#### [GEGEVEN OPDRACHT A]
Zet het deel van de lijst vanaf de regel met "like [[24, 129]]." tot en met de regel met "[[7, 168], [114, 167], [48, 169]]" om in een CSV met twee kolommen, invoer en uitvoer. Maak één rij per invoer, met de invoertekst en de bijbehorende uitvoer elk in één veld tussen aanhalingstekens en met regeleinden vervangen door spaties.

#### [AANGELEVERDE TEKST]
◆ ◆ ◆ ◆

2.   De mandaatsperiode van de voorzitter en de twee vicevoorzitters bedraagt één jaar en kan met één jaar worden verlengd. De voorzitter mag niet langer dan twee opeenvolgende perioden in functie blijven. Bij de keuze van nieuwe voorzitters dient de groep erop toe te zien dat deze niet tot dezelfde organisatie behoren als hun voorganger.

3.   De agenda van de vergaderingen van de groep wordt ten minste 25 werkdagen vóór iedere vergadering door de voorzitter opgesteld, met instemming van het directoraat-generaal, in nauw overleg met de vicevoorzitters en in overleg met de in de groep vertegenwoordigde organisaties. Het directoraat-generaal verstuurt de agenda normaliter 20 werkdagen vóór de vergadering naar de organisaties, bij voorkeur langs elektronische weg.

4.   Behalve voor de verkiezingen bepaald in lid 1, wordt aan het eind van de bespreking in een groep niet gestemd. Indien er met betrekking tot het advies waarom het directoraat-generaal verzocht of tot een initiatiefresolutie een consensus bestaat in de groep, stelt de groep gemeenschappelijke conclusies op die bij de notulen worden gevoegd. De Commissie deelt de resultaten van de besprekingen van een groep mee aan andere instellingen als de groep zulks aanbeveelt.

◆ ◆ ◆ ◆

#### [GEGEVENSREGELS]
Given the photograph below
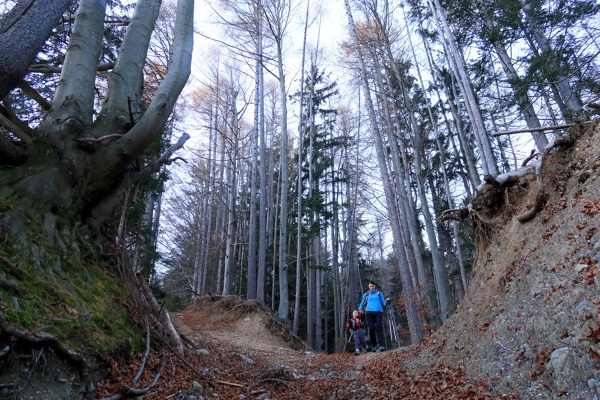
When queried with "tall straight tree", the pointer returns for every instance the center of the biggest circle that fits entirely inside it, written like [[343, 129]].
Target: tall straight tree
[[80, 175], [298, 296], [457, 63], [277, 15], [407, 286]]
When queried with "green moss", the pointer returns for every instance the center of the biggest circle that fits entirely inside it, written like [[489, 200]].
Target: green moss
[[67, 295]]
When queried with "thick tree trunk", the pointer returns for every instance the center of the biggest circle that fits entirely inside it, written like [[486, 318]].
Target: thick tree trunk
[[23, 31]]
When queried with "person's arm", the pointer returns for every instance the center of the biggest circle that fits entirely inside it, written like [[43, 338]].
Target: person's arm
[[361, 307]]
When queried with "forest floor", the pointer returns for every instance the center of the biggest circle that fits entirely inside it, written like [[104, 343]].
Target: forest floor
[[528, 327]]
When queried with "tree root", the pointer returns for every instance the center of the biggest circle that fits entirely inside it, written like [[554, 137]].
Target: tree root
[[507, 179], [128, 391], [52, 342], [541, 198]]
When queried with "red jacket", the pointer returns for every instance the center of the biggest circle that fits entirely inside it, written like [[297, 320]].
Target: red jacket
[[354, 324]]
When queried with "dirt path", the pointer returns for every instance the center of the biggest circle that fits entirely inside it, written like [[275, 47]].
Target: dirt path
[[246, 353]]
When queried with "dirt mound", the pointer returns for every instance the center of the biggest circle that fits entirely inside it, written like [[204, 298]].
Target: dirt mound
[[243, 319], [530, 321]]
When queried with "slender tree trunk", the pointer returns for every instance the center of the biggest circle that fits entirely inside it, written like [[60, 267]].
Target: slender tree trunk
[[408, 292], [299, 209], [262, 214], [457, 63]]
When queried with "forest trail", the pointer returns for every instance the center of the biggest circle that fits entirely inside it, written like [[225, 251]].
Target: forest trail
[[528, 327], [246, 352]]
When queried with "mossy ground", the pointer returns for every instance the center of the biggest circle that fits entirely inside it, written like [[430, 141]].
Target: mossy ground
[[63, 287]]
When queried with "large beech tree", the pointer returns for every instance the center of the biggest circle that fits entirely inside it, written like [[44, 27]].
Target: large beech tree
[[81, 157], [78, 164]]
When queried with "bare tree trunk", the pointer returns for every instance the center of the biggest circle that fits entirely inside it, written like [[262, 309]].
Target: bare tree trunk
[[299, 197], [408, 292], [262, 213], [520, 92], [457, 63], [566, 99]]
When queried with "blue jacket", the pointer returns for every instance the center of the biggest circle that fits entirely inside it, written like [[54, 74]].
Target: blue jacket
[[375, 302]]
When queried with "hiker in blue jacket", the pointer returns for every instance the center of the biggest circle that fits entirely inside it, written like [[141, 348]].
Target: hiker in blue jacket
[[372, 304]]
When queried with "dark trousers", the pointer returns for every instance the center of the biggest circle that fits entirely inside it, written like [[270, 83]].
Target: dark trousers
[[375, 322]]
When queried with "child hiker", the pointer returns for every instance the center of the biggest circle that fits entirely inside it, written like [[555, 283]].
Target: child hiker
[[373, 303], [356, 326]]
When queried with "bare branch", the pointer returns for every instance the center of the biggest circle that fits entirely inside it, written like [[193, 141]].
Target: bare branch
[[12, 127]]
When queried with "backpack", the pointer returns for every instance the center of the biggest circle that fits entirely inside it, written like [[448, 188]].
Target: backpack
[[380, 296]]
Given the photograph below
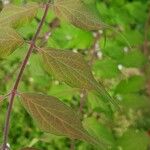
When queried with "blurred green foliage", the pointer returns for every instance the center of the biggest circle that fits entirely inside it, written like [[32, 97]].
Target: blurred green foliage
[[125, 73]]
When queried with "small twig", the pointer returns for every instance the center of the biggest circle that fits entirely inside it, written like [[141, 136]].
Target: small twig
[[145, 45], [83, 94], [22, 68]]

◆ ◆ ◆ ◆

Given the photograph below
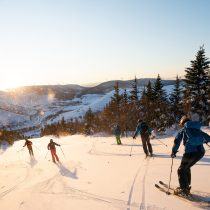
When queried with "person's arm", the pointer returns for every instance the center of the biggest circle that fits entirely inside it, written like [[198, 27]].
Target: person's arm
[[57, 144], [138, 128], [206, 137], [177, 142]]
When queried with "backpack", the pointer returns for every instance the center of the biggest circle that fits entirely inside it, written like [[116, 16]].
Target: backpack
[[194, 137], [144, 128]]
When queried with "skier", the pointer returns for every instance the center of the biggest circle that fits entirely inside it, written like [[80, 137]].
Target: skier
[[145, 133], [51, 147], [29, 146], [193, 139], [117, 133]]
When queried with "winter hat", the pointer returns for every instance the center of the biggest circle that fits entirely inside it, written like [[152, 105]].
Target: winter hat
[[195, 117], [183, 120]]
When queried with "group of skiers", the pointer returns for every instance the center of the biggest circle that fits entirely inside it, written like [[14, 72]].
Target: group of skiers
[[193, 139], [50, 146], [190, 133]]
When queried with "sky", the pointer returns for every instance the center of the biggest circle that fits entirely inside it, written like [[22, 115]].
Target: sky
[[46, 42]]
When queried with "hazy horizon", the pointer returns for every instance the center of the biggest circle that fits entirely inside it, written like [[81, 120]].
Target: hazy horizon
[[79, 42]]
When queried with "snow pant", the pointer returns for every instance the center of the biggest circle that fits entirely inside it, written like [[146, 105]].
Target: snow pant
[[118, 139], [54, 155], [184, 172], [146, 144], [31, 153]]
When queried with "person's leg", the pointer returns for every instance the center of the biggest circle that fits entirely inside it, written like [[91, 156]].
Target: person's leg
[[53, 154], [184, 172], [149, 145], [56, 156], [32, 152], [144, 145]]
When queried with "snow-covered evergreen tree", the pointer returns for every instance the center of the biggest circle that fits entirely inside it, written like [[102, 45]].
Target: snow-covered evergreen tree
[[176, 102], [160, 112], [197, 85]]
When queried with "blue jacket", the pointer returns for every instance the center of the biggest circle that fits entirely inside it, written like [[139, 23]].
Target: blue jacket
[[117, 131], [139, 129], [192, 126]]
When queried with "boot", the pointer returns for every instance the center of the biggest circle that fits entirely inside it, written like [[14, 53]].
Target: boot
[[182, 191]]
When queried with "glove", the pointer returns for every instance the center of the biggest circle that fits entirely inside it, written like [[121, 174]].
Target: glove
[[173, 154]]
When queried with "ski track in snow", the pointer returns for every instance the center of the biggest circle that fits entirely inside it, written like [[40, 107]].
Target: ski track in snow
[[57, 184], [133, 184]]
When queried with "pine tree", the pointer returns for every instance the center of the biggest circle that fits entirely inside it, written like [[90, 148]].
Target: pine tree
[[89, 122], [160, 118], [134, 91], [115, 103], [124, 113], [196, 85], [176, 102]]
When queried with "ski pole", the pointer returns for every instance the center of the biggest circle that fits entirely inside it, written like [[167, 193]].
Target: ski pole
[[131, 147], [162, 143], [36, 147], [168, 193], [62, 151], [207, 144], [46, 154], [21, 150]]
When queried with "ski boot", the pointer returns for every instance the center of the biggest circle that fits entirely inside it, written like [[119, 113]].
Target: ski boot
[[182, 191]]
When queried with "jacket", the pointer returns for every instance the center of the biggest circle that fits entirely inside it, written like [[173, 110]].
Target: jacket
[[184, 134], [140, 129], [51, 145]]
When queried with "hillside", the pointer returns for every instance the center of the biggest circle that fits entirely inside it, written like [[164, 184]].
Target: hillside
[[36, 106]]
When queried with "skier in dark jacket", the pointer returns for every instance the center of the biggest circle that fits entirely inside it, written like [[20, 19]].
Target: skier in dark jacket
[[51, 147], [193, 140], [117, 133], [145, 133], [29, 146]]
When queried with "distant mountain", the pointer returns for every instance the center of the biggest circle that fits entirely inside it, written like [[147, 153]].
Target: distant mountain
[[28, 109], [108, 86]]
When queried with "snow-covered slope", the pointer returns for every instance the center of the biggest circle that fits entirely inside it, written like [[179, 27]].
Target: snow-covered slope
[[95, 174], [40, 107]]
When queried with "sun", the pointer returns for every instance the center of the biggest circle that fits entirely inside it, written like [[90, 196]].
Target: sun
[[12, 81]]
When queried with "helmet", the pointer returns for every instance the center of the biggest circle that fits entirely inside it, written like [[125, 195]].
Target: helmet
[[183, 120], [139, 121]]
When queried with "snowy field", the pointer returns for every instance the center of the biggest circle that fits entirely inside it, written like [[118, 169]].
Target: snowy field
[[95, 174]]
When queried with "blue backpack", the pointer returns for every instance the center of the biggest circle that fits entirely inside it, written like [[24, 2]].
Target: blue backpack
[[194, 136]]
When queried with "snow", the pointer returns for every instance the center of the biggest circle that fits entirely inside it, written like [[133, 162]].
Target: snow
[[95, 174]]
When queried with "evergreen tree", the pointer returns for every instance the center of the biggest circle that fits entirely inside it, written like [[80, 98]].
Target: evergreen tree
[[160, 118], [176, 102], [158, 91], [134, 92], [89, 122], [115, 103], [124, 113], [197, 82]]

◆ ◆ ◆ ◆

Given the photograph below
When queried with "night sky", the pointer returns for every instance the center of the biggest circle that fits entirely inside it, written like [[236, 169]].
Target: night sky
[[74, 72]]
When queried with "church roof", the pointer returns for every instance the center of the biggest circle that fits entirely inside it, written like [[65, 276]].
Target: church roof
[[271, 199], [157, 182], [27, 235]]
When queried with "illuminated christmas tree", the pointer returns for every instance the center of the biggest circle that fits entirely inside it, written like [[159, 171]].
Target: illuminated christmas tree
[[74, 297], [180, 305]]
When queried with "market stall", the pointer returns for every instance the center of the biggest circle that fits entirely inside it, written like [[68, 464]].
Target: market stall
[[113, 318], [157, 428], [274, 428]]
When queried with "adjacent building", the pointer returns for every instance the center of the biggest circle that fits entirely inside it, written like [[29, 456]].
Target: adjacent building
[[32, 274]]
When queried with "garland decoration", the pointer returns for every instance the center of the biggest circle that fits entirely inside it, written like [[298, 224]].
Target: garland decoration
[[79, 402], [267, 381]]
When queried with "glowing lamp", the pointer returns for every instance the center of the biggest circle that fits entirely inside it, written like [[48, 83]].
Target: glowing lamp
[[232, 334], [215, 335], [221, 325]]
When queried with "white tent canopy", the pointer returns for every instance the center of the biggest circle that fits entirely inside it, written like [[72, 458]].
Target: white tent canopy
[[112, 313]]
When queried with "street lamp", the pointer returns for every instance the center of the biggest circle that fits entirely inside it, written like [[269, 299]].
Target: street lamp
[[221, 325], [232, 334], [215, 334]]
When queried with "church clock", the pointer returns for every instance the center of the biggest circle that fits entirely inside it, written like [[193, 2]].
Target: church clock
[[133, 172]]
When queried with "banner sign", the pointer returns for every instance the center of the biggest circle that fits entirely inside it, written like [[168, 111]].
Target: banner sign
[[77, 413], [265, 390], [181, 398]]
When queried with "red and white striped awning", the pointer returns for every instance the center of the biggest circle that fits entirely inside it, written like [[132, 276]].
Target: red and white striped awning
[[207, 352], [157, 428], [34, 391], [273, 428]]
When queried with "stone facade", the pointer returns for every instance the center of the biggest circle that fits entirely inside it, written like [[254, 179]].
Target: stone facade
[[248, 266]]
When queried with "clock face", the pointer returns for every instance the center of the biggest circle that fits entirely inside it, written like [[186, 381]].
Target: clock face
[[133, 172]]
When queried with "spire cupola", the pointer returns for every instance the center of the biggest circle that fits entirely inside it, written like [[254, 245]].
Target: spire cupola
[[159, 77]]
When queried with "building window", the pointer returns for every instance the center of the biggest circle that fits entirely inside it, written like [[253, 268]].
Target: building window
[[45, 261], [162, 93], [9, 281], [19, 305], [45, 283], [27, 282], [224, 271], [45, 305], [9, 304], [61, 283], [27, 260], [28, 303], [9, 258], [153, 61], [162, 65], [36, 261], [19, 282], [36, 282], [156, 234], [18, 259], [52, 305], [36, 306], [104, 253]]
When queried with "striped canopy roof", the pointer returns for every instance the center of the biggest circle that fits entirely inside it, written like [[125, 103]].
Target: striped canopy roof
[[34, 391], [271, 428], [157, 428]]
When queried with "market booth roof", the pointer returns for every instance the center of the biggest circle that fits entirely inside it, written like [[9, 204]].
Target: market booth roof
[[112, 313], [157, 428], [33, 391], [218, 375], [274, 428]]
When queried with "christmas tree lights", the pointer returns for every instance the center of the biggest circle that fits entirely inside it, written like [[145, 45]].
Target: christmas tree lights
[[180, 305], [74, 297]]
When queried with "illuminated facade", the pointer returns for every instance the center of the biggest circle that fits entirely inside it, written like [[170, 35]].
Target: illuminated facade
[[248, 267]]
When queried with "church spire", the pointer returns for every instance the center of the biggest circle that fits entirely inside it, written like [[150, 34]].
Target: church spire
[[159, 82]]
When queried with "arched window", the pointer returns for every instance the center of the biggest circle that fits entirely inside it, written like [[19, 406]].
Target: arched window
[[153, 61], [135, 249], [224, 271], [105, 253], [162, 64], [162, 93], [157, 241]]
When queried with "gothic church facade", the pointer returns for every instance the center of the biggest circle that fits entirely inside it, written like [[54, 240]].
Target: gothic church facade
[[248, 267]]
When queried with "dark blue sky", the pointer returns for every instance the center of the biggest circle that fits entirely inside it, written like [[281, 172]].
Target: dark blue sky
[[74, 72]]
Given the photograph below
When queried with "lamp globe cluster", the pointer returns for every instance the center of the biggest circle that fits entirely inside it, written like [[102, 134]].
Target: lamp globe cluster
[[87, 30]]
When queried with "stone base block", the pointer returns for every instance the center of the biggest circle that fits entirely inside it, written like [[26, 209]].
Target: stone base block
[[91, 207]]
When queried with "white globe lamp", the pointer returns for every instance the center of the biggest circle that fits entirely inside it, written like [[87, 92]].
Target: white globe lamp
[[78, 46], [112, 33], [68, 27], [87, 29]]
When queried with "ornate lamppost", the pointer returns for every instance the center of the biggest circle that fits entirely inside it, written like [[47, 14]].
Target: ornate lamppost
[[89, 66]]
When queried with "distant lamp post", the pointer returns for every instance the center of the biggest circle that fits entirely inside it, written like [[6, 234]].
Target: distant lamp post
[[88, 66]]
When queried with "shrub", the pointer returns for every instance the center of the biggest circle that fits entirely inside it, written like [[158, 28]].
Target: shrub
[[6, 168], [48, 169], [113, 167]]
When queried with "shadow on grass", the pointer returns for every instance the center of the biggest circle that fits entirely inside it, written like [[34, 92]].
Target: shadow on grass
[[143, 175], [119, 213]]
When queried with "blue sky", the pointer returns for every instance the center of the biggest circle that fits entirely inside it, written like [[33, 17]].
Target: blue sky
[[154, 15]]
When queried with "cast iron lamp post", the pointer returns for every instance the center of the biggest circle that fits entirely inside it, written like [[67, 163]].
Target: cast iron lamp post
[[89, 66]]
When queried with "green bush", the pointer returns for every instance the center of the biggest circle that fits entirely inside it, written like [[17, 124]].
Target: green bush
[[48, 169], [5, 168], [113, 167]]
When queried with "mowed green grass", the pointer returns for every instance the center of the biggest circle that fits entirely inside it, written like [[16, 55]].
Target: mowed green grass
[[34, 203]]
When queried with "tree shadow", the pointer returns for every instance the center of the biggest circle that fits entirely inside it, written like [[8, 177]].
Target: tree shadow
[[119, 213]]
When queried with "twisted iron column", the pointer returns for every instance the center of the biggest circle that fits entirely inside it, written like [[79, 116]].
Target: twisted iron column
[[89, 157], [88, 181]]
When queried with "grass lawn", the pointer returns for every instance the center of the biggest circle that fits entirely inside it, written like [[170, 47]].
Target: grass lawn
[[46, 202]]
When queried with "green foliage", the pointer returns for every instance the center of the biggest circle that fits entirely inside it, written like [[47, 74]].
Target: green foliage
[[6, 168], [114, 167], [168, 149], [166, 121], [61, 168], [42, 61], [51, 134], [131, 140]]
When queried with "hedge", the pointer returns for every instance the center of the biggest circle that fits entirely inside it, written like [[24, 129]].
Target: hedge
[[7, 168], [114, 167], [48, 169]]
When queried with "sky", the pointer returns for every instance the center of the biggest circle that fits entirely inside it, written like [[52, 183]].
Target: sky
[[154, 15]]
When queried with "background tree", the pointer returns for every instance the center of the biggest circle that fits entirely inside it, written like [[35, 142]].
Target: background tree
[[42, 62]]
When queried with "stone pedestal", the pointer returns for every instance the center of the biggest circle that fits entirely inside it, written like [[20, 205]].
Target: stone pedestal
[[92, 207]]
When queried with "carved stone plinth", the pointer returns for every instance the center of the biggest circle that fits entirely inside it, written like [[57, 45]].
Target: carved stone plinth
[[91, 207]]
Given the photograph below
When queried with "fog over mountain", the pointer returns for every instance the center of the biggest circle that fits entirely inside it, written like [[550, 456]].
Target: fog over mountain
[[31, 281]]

◆ ◆ ◆ ◆

#### [GEGEVEN OPDRACHT B]
Neem uit de tekst over de werkwijze van de groep letterlijk het gedeelte van "2.   De mandaatsperiode van" tot "langs elektronische weg." over.

#### [ANTWOORD OPDRACHT A]
invoer,uitvoer
"When queried with ""hedge"", the pointer returns for every instance the center of the biggest circle that fits entirely inside it, written like [[24, 129]]. Target: hedge","[[7, 168], [114, 167], [48, 169]]"

#### [ANTWOORD OPDRACHT B]
2.   De mandaatsperiode van de voorzitter en de twee vicevoorzitters bedraagt één jaar en kan met één jaar worden verlengd. De voorzitter mag niet langer dan twee opeenvolgende perioden in functie blijven. Bij de keuze van nieuwe voorzitters dient de groep erop toe te zien dat deze niet tot dezelfde organisatie behoren als hun voorganger.

3.   De agenda van de vergaderingen van de groep wordt ten minste 25 werkdagen vóór iedere vergadering door de voorzitter opgesteld, met instemming van het directoraat-generaal, in nauw overleg met de vicevoorzitters en in overleg met de in de groep vertegenwoordigde organisaties. Het directoraat-generaal verstuurt de agenda normaliter 20 werkdagen vóór de vergadering naar de organisaties, bij voorkeur langs elektronische weg.